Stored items
+++

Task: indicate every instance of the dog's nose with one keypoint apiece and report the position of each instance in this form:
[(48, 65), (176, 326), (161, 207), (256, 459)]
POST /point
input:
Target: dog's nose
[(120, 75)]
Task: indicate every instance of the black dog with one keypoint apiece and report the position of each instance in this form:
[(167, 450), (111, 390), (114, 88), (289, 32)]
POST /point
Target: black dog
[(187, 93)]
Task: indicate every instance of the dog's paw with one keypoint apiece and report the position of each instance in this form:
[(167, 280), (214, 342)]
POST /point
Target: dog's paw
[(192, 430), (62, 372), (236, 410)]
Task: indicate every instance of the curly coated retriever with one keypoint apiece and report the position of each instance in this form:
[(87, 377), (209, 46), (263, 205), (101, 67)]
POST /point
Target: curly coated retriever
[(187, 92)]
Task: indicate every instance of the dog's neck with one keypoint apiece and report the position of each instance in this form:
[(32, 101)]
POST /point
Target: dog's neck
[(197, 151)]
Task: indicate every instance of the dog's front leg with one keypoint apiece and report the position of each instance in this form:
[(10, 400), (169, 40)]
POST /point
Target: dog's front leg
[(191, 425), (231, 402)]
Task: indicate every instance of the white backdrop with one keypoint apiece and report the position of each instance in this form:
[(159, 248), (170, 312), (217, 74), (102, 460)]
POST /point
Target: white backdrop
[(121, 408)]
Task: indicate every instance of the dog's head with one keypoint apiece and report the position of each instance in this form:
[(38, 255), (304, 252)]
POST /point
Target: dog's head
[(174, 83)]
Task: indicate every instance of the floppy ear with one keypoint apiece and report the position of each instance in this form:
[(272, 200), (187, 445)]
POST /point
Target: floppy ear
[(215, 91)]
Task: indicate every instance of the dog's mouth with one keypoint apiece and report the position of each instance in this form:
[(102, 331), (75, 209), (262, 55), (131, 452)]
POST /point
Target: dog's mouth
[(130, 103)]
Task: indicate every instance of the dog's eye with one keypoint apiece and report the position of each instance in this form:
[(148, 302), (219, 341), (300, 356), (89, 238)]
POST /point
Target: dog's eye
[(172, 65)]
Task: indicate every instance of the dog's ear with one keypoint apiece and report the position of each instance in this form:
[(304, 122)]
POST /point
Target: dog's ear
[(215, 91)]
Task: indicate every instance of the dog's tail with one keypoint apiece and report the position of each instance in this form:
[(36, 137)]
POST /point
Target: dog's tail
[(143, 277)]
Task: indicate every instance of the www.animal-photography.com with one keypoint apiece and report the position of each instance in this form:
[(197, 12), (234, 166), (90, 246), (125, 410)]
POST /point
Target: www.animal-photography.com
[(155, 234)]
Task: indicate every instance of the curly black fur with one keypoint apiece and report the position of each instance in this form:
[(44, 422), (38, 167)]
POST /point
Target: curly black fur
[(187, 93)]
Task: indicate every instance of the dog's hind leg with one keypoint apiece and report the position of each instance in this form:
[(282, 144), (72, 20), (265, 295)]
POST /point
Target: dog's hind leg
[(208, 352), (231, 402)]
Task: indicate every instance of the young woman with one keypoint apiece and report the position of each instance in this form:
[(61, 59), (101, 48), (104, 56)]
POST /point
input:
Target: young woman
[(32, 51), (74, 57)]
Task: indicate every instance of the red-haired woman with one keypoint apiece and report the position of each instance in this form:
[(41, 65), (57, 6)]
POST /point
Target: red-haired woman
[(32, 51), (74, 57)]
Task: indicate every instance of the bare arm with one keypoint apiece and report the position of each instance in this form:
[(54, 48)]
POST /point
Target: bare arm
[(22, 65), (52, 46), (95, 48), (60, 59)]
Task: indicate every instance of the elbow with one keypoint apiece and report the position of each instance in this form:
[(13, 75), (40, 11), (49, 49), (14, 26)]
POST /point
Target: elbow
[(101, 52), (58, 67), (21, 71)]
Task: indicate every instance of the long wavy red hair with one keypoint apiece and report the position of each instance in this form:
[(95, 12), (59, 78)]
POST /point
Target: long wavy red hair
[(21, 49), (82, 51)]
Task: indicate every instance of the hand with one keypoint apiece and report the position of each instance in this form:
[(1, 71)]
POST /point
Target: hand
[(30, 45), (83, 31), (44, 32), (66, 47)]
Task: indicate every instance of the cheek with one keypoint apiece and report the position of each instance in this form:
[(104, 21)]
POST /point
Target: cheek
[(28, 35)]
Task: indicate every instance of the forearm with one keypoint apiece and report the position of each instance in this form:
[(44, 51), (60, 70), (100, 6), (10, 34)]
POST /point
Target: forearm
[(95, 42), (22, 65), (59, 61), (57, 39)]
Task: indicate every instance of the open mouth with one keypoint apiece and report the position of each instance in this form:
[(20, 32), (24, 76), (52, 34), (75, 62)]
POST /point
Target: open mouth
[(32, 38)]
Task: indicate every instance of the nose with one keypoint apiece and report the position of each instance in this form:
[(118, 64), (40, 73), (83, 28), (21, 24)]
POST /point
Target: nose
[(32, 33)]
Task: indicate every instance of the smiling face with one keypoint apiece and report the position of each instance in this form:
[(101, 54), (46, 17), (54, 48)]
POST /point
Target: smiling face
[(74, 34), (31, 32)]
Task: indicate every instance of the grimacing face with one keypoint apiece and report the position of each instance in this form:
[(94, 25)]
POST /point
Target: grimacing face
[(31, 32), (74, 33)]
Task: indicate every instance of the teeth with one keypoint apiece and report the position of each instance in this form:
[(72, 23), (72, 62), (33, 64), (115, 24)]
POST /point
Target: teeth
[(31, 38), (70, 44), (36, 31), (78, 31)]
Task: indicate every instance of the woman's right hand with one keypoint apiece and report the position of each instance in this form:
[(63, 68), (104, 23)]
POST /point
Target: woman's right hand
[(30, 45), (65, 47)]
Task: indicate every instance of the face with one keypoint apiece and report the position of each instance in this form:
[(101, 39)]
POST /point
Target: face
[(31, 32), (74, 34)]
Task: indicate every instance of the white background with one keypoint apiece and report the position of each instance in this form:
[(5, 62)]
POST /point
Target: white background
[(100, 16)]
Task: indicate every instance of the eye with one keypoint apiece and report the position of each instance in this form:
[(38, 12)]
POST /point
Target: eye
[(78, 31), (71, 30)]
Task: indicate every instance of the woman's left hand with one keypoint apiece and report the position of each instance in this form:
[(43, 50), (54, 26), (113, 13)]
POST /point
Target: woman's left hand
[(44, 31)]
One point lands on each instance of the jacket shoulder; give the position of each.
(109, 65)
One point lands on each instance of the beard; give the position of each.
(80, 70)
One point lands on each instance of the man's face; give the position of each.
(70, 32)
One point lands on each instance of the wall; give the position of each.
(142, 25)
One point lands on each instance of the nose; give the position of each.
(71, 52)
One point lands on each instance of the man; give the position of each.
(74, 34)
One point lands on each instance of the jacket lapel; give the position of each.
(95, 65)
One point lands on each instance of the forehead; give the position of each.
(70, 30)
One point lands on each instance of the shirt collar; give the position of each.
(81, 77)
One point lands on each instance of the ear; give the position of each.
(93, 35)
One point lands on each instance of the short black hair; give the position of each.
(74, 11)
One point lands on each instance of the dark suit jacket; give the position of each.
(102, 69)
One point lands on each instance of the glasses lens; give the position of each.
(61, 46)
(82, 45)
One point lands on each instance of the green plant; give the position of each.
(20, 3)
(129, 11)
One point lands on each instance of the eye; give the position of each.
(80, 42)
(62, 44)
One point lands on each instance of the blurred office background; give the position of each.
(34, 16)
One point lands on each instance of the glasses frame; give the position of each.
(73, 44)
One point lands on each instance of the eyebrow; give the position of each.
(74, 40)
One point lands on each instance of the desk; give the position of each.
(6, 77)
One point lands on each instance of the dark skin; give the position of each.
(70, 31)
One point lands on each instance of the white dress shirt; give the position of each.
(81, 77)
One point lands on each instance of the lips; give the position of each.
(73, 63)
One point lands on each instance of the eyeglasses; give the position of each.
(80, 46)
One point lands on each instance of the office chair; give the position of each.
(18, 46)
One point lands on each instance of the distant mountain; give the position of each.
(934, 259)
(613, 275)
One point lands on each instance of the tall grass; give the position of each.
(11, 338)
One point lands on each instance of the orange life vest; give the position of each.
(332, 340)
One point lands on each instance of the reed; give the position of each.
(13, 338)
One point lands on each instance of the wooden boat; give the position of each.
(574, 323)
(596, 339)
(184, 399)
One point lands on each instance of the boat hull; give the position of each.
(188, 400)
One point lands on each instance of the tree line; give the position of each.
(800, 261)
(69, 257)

+++

- [Task to complete]: What needs duplicating is the run of lines from the one containing "One point lands on each instance of the dark suit" through the last line of the entries above, exact and complete.

- [Answer to this problem]:
One point lands on each instance of the dark suit jacket; give the position of each.
(102, 69)
One point lands on each instance of the glasses lens; give the position of each.
(61, 46)
(82, 45)
One point lands on each instance of the green plant; give the position of each.
(20, 3)
(129, 11)
One point lands on each instance of the eye; give the position of each.
(80, 42)
(62, 44)
One point lands on each instance of the blurred office background; give the position of each.
(34, 16)
One point lands on each instance of the glasses frame; give the position of each.
(73, 44)
One point lands on each instance of the eyebrow; give the position of each.
(74, 40)
One point lands on each instance of the desk; give the position of each.
(6, 77)
One point lands on each instance of the dark skin; give the position of each.
(70, 31)
One point lands on each instance of the white dress shirt; give the position of each.
(81, 77)
One point lands on each instance of the lips; give the position of each.
(73, 63)
One point lands on each instance of the eyeglasses; give the position of each.
(80, 46)
One point lands on each instance of the office chair; give the position of each.
(18, 46)
One point lands on each instance of the distant mountain; give the position of each.
(934, 259)
(613, 275)
One point lands on each instance of the tall grass; give the position of each.
(11, 338)
One point lands on each instance of the orange life vest; give the position of each.
(332, 340)
One point lands on each instance of the reed; give the position of each.
(13, 338)
One point lands on each instance of the wooden boat; give the position of each.
(574, 323)
(596, 339)
(184, 399)
One point lands on each instance of the boat hull; give the position of each.
(188, 400)
One point lands on each instance of the tree line; give the position of each.
(800, 261)
(69, 257)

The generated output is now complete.